Task list:
**a)** From the MCDWT description, reproduce the passage starting with "If all the transformed" and going on through "on spatial [scalability].".
**b)** Using the MCDWT description, answer these questions:
(i) What provides temporal decorrelation?
(ii) What is obtained if all the transformed data is used?
(iii) In a t+2D transform, over which domain is the video analyzed first?

Text section:
════════

# Motion Compensated Discrete Wavelet Transform (MCDWT)

MCDWT is a [video] decorrelator and [visual] information organizer. The
input sequence of pixels_ are [decorrelated] in the [time] and in the
[spatial domains]. The output sequence of [coefficients] have a
smaller [entropy] than the original pixels, and the information is
represented by [resolution levels].

Temporal decorrelation is provided by [MC (Motion Compensation)], where the
[prediction images] are generated with an algorithm that uses only the
information available at the [decoder]. This means that the motion
information used in the predictions do not need to be sent to the
decoder.

Spatial decorrelation is performed by the [analysis filter] used in the
[2D-DWT].

[video]: https://en.wikipedia.org/wiki/Video
[visual]: https://en.wikipedia.org/wiki/Visual_perception
[pixels]: https://en.wikipedia.org/wiki/Pixel
[decorrelated]: https://en.wikipedia.org/wiki/Decorrelation
[time]: https://en.wikipedia.org/wiki/Time_domain
[spatial]: https://www.quora.com/What-is-spatial-domain-in-image-processing
[coefficients]: https://www.quora.com/What-is-spatial-domain-in-image-processing
[entropy]: https://en.wikipedia.org/wiki/Entropy
[resolution levels]: https://en.wikipedia.org/wiki/Image_resolution
[MC (Motion Compensation)]: https://en.wikipedia.org/wiki/Motion_compensation
[decoder]: https://en.wikipedia.org/wiki/Decoder
[prediction images]: https://en.wikipedia.org/wiki/Decoder
[analysis filter]: https://en.wikipedia.org/wiki/Digital_filter#Analysis_techniques
[2D-DWT]: https://en.wikipedia.org/wiki/Discrete_wavelet_transform
[EBCOT]: http://nptel.ac.in/courses/117105083/pdf/ssg_m5l15.pdf

## Video [scalability]

MCDWT inputs a [video] and outputs a video, in a way that when using
only a portion of the data of the transformed video, a video with a
lower [temporal resolution], lower [spatial resolution] or/and lower
[quality] can be generated.

If all the transformed data is used, then the original video is
obtained (MCDWT is a lossless transform). The video output has exactly
the same number of elements than the input video (for example, no
extra motion fields are produced). At this moment, we will focuse only
on spatial [scalability].

[temporal resolution]: https://en.wikipedia.org/wiki/Temporal_resolution
[spatial resolution]: https://en.wikipedia.org/wiki/Image_resolution#Spatial_resolution
[quality]: https://en.wikipedia.org/wiki/Compression_artifact
[scalability]: http://inst.eecs.berkeley.edu/~ee290t/sp04/lectures/videowavelet_UCB1-3.pdf
[video]: https://en.wikipedia.org/wiki/Video

## Video transformation alternatives

To obtain a multiresolution version or a video, the [DWT] (Discrete
Wavelet Transform) can be applied along temporal (t) and
spatial domains (2D). At this point, two alternatives
arise: (1) a t+2D transform or (2) a 2D+t
transform. In a t+2D transform, the video is first analyzed
over the time domain and next, over the space domain. A 2D+t
transform does just the opposite.

════════

Stored rows:

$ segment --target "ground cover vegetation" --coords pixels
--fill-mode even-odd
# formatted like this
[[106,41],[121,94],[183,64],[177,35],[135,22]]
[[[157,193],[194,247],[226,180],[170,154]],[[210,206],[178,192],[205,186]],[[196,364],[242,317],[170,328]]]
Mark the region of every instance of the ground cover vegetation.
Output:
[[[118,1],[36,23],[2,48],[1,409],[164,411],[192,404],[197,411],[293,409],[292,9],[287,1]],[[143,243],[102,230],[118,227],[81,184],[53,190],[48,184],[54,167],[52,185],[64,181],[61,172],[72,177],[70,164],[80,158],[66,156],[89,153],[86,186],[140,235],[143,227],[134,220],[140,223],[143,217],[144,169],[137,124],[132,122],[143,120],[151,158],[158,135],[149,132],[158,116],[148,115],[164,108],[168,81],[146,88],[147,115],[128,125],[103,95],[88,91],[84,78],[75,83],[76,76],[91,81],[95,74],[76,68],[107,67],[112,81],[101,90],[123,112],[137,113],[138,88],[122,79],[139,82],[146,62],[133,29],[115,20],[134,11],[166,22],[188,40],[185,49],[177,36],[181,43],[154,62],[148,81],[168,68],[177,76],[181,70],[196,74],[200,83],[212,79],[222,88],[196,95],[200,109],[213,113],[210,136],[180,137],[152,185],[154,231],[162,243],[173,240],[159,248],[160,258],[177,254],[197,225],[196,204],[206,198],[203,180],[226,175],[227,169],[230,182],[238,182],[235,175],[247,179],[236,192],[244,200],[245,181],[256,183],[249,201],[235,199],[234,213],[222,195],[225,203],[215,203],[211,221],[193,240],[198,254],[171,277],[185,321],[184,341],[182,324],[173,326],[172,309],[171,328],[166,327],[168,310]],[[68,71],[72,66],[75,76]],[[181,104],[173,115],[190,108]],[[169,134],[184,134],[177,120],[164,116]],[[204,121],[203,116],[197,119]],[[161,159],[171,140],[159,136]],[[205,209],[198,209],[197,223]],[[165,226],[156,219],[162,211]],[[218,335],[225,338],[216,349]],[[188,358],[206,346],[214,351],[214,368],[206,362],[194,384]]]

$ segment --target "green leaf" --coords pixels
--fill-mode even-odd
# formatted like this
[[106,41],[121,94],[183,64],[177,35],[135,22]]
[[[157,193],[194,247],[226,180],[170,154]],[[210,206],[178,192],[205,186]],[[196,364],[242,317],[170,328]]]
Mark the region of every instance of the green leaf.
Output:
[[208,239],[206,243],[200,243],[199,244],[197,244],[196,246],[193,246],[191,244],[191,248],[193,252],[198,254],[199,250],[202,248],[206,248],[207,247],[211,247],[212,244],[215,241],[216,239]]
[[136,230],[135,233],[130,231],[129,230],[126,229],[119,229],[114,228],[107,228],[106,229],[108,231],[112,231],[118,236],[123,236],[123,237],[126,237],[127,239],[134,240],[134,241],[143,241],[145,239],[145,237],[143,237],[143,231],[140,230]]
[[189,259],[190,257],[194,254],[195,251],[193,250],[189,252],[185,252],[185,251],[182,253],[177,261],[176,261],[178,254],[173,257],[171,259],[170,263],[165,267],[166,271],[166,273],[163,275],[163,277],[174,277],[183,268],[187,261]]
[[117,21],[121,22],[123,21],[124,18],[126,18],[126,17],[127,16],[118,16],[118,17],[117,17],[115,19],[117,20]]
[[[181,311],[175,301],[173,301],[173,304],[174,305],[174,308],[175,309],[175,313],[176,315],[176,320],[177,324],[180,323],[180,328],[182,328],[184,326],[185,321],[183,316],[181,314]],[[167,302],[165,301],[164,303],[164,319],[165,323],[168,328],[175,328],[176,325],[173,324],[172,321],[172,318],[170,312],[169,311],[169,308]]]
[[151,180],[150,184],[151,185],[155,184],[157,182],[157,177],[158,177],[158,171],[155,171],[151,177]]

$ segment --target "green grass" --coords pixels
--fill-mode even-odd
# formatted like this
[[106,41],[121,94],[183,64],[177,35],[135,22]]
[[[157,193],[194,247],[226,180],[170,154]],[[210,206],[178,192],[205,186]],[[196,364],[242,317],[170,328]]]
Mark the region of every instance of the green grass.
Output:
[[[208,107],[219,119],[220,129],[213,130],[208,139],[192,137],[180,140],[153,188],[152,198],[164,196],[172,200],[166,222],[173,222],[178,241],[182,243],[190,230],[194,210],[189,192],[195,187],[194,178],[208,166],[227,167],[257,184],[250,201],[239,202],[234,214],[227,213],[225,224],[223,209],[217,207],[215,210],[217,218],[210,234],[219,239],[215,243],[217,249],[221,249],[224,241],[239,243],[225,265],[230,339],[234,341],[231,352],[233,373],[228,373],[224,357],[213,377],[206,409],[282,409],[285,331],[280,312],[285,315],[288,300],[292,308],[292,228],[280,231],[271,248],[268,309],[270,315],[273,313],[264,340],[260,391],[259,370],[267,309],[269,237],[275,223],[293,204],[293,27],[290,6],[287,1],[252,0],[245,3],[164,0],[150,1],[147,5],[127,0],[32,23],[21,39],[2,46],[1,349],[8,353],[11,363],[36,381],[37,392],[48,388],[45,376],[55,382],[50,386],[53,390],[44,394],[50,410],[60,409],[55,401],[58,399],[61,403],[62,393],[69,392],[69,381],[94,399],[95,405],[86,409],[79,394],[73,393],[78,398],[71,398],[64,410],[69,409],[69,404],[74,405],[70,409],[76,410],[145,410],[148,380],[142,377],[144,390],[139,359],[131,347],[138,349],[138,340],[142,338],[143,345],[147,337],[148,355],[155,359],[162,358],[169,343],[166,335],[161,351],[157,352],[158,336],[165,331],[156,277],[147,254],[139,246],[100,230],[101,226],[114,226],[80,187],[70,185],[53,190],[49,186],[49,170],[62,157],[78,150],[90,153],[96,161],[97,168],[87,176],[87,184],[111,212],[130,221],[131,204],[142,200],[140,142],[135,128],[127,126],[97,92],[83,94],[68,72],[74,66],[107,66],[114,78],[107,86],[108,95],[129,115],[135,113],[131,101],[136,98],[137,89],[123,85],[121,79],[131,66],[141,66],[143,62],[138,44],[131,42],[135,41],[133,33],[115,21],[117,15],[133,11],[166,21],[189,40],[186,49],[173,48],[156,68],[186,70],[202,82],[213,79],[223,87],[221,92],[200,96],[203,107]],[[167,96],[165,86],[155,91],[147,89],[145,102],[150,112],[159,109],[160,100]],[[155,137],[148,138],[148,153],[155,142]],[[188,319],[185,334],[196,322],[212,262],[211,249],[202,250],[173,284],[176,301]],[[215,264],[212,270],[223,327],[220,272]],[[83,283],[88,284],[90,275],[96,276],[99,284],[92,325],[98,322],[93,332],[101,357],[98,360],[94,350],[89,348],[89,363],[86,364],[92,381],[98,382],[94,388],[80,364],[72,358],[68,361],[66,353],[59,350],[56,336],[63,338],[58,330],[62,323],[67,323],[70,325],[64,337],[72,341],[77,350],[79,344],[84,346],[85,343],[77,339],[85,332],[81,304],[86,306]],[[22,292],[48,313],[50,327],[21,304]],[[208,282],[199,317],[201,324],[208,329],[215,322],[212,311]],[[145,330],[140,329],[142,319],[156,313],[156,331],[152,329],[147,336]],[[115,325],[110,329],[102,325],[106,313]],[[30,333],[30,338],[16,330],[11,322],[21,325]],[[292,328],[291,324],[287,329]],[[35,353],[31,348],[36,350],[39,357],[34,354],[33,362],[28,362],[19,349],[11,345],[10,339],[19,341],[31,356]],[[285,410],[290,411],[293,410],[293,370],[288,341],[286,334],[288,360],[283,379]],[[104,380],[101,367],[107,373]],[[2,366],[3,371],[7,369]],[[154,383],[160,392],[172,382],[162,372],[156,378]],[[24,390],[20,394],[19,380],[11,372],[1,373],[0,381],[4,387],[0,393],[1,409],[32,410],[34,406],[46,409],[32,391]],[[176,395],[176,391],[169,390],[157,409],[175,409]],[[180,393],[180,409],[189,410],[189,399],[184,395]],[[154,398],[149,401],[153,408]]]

════════

Task-by-task outputs:
**a)**
If all the transformed data is used, then the original video is
obtained (MCDWT is a lossless transform). The video output has exactly
the same number of elements than the input video (for example, no
extra motion fields are produced). At this moment, we will focuse only
on spatial [scalability].

**b)**
(i) MC (Motion Compensation)
(ii) The original video
(iii) The time domain